• _STORED DATA_
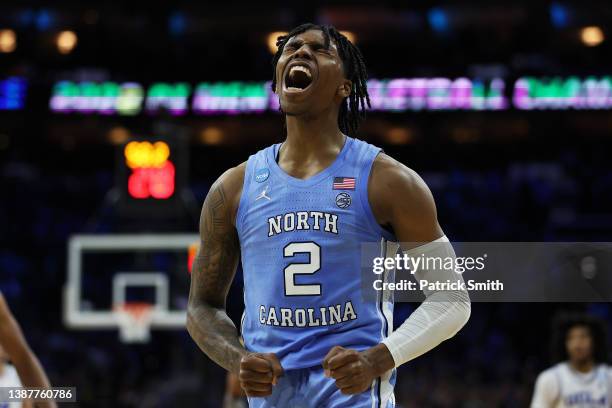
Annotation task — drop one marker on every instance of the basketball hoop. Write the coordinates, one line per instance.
(134, 320)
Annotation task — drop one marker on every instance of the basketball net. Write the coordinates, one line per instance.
(134, 320)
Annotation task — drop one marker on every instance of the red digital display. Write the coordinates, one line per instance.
(152, 172)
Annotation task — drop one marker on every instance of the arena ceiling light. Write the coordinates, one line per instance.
(591, 36)
(66, 41)
(8, 41)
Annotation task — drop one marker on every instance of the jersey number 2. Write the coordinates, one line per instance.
(313, 265)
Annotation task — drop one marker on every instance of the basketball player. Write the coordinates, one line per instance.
(26, 370)
(581, 379)
(296, 214)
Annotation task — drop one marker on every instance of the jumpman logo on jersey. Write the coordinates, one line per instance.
(263, 194)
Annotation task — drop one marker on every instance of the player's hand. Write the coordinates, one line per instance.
(258, 373)
(351, 369)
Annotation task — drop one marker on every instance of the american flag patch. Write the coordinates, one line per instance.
(344, 183)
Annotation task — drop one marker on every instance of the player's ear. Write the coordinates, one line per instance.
(344, 90)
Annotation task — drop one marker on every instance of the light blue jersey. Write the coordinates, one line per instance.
(301, 257)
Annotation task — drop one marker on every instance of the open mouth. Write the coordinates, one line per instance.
(298, 78)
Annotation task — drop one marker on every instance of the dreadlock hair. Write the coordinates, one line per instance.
(566, 321)
(353, 108)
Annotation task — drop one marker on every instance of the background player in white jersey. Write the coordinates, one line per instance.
(25, 369)
(581, 379)
(341, 192)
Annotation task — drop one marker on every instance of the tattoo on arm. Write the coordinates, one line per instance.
(213, 271)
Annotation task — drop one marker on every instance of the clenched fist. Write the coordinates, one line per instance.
(258, 373)
(355, 371)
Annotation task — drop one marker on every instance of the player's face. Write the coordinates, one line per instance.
(579, 343)
(310, 77)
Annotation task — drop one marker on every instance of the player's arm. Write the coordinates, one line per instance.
(401, 201)
(546, 390)
(27, 365)
(213, 270)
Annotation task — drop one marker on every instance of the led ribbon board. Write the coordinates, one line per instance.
(390, 95)
(12, 93)
(563, 93)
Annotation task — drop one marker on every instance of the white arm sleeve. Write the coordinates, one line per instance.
(439, 317)
(546, 390)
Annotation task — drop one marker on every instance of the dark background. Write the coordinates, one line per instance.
(507, 175)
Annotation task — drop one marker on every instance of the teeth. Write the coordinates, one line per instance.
(301, 68)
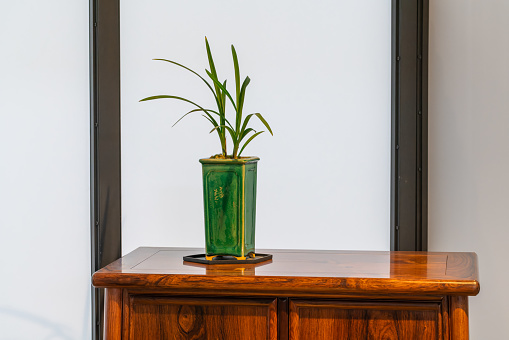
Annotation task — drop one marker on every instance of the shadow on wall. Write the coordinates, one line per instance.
(30, 323)
(34, 326)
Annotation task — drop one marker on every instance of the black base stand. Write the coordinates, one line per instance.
(200, 258)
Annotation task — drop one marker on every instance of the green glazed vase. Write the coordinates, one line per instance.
(229, 194)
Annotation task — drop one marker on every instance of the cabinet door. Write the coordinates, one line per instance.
(155, 317)
(365, 320)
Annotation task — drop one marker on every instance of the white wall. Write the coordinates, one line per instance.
(320, 74)
(44, 172)
(469, 147)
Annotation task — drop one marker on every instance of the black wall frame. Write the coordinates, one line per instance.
(409, 144)
(408, 225)
(105, 189)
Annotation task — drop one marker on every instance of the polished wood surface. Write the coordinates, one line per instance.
(113, 313)
(364, 320)
(297, 270)
(459, 317)
(195, 318)
(152, 294)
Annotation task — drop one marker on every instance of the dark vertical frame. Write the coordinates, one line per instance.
(409, 168)
(409, 164)
(105, 144)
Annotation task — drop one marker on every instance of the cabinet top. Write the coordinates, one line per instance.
(304, 271)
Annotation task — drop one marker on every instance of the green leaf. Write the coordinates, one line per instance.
(241, 100)
(179, 98)
(195, 110)
(187, 68)
(249, 140)
(216, 82)
(237, 73)
(245, 133)
(248, 117)
(264, 122)
(212, 67)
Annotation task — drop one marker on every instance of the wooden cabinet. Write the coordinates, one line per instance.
(152, 294)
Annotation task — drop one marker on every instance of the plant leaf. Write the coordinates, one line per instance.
(237, 73)
(216, 82)
(179, 98)
(245, 133)
(195, 110)
(241, 100)
(249, 140)
(248, 117)
(264, 122)
(187, 68)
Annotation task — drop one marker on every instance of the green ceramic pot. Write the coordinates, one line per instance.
(229, 193)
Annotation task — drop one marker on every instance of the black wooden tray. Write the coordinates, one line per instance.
(200, 258)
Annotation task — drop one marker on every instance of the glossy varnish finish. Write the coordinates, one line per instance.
(202, 318)
(299, 295)
(365, 320)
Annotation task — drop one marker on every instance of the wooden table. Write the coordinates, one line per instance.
(152, 294)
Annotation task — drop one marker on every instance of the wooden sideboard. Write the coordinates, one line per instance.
(300, 294)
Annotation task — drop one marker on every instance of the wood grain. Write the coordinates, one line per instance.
(113, 314)
(152, 294)
(459, 317)
(155, 318)
(320, 272)
(358, 320)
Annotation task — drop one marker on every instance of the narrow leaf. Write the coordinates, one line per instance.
(237, 73)
(195, 110)
(245, 133)
(187, 68)
(248, 117)
(264, 122)
(216, 82)
(241, 99)
(249, 140)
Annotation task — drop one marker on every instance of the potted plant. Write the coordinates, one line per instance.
(229, 180)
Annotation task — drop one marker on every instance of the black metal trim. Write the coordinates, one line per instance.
(409, 145)
(105, 183)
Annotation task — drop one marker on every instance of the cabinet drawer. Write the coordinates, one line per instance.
(157, 317)
(333, 319)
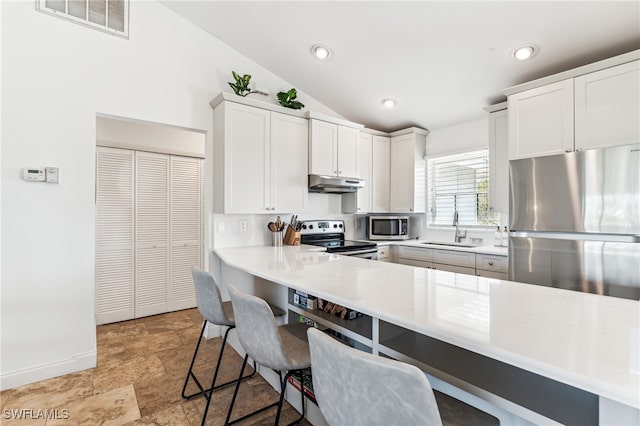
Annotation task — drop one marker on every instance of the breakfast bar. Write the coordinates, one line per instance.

• _THE PROBLEM_
Copy out all of the data above word for word, leaving out the pictures.

• _ANSWER TO THE TASK_
Annotation task — drop one marker on every instance of the basketball hoop. Write the coordinates, one line per instance.
(134, 320)
Annotation task — drop one marker on every instance of the basketball net. Write the coordinates, one line per instance.
(134, 320)
Annotation task — drop one marker on every instance of the red digital display. Write the coordinates, one line per instance.
(152, 172)
Annotation task — drop one marker on every instance of the arena ceiling light. Write the coordinates, one line per instance.
(591, 36)
(66, 41)
(8, 41)
Annotation task — drop one marker on every instance of the jersey number 2. Write the coordinates, one line per instance.
(313, 265)
Annotation task — drop one marker on every instance of the basketball player. Write the coordinates, one line per instance.
(26, 370)
(581, 379)
(296, 214)
Annotation task — drop one marker on every instance of the jumpman logo on jersey. Write the coordinates, one line per instance.
(263, 194)
Annotation task — drop one marker on every instance of the player's hand. Write the coordinates, one line per instance.
(258, 373)
(351, 369)
Annotation task — drop one marker on every instance of the american flag patch. Write the coordinates, one line per instance.
(344, 183)
Annotation task — drop one marker on every instance of the player's ear. Write the coordinates, one line per instance.
(344, 90)
Annotation task — drop one marker on every instance of the light blue jersey. Write the coordinates, one line per instance.
(301, 257)
Annotation task — drop one marker on every instance of the open mouth. Write the coordinates, one line per instance.
(298, 78)
Annotation task — drop one marker on every instance of the dreadlock hair. Write the coordinates, one line per instance.
(566, 321)
(353, 108)
Annotation task — drop one marker on every instance of the background player in white jersey. Write the coordinates, one line per instance.
(25, 369)
(581, 379)
(341, 192)
Annotation task — drop one marker on every instance of the tattoo on arm. Write the coordinates, one line per instance.
(213, 271)
Annotation task — drop one marker on every instance of the clenched fist. Write the coordinates, one line per instance.
(258, 373)
(355, 371)
Annotation task — drop one marker on every instance of the player's face. Write the coordinates, one line per instance.
(579, 343)
(310, 77)
Annotation task — drop one marker on every instance of the player's arm. Write the coordinates, one line per instance.
(401, 201)
(546, 390)
(27, 365)
(213, 270)
Annotation task — drop one marker on every instance of the led ribbon board. Write the coordinates, one line per instance.
(390, 95)
(12, 93)
(563, 93)
Annotation task — drop one marker on every instance of the white arm sleeve. Write the coordinates, one line per instance.
(439, 317)
(546, 390)
Annotation task — drop one marker on every instance of the dark background. Write the coordinates, one line per instance.
(507, 175)
Annotation task — drop one marker on every instance of the teeth. Write the coordinates, one line per instance.
(301, 68)
Annotation task — drop one marker on every instance of the shadow on wall. Write the coordinates, one line per instance.
(30, 323)
(34, 326)
Annotation task — drop one marker on every instance of the black base stand. Write the coordinates, one line per instance.
(200, 258)
Annotation task — drop one marker on every instance of the green glazed vase. Write the coordinates, one line per instance.
(229, 194)
Annotation task — drop one marker on every instance of the cabinet door. Write the coordinates, one line per instance.
(155, 317)
(365, 320)
Annotation task — drop one marker on every instance of the white wall. Write the coordinates, one line per instance.
(320, 74)
(44, 172)
(469, 147)
Annotation task — drop one marker on every instance of the black wall frame. Write the coordinates, one line per instance.
(409, 144)
(408, 225)
(105, 189)
Annotation task — drop one marker on every instance of the polished wood surface. Write the coordinates, one line per instance.
(113, 313)
(364, 320)
(297, 270)
(459, 317)
(195, 318)
(152, 294)
Annotation task — drop one marker on every instance of the dark vertical frame. Write the coordinates, one line per instance.
(409, 168)
(409, 164)
(105, 144)
Annotation task — drop one marker on every instance of the cabinet top. Write the coordinates, one line per instance.
(304, 271)
Annotation task — drop one marker on every instance of the green leaf. Write the coordinates, one line per instance.
(241, 100)
(179, 98)
(195, 110)
(187, 68)
(249, 140)
(216, 82)
(237, 73)
(245, 133)
(248, 117)
(264, 122)
(212, 67)
Annotation task — drop one marker on every instance of the wooden cabinet. Write the coordinates, one line per instance.
(152, 294)
Annotation task — drop one marker on every instance of the plant leaf. Write the coordinates, one line per instance.
(237, 73)
(216, 82)
(179, 98)
(245, 133)
(195, 110)
(241, 100)
(249, 140)
(248, 117)
(264, 122)
(187, 68)
Annotation task — drop one marker on every instance of the green ceramic pot. Write the coordinates, one line per instance.
(229, 193)
Annotation task — drop one marker on every instance of the black wooden tray. Write the coordinates, one line per instance.
(200, 258)
Annotation task — drop one marker on every instance of the glossy varnish finish. Write the coordinates, one line per instance.
(202, 318)
(299, 295)
(365, 320)
Annotation task — drop one marker on every instance of the wooden table. Write the coordinates, one line per instance.
(152, 294)
Annotation task — drop one marker on every instance of the wooden sideboard. Write the coordinates, one line per instance.
(300, 294)
Annotation task — drop one marker on every instance of the wood grain. Write the coordinates, one line per instance.
(113, 314)
(152, 294)
(459, 317)
(155, 318)
(320, 272)
(358, 320)
Annotation task — drop one marker on every instance of the narrow leaf. Write the coordinates, one line per instance.
(237, 73)
(195, 110)
(245, 133)
(187, 68)
(248, 117)
(264, 122)
(216, 82)
(241, 99)
(249, 140)
Annotation task — drop one marker on every instance of the potted plant. Write the coordinates, one line per instance.
(229, 180)
Annotation task — drop one marker on every instance of the black metal trim. Write the coordinates, one line per instance.
(409, 145)
(105, 183)
Annotation task — drop one marker on every instance of the cabinet drawer. Write the coordinates, one line per instance.
(157, 317)
(333, 319)
Annotation task — drop one marker on every instance of the breakfast bar. Write the coordinates, one line per instance.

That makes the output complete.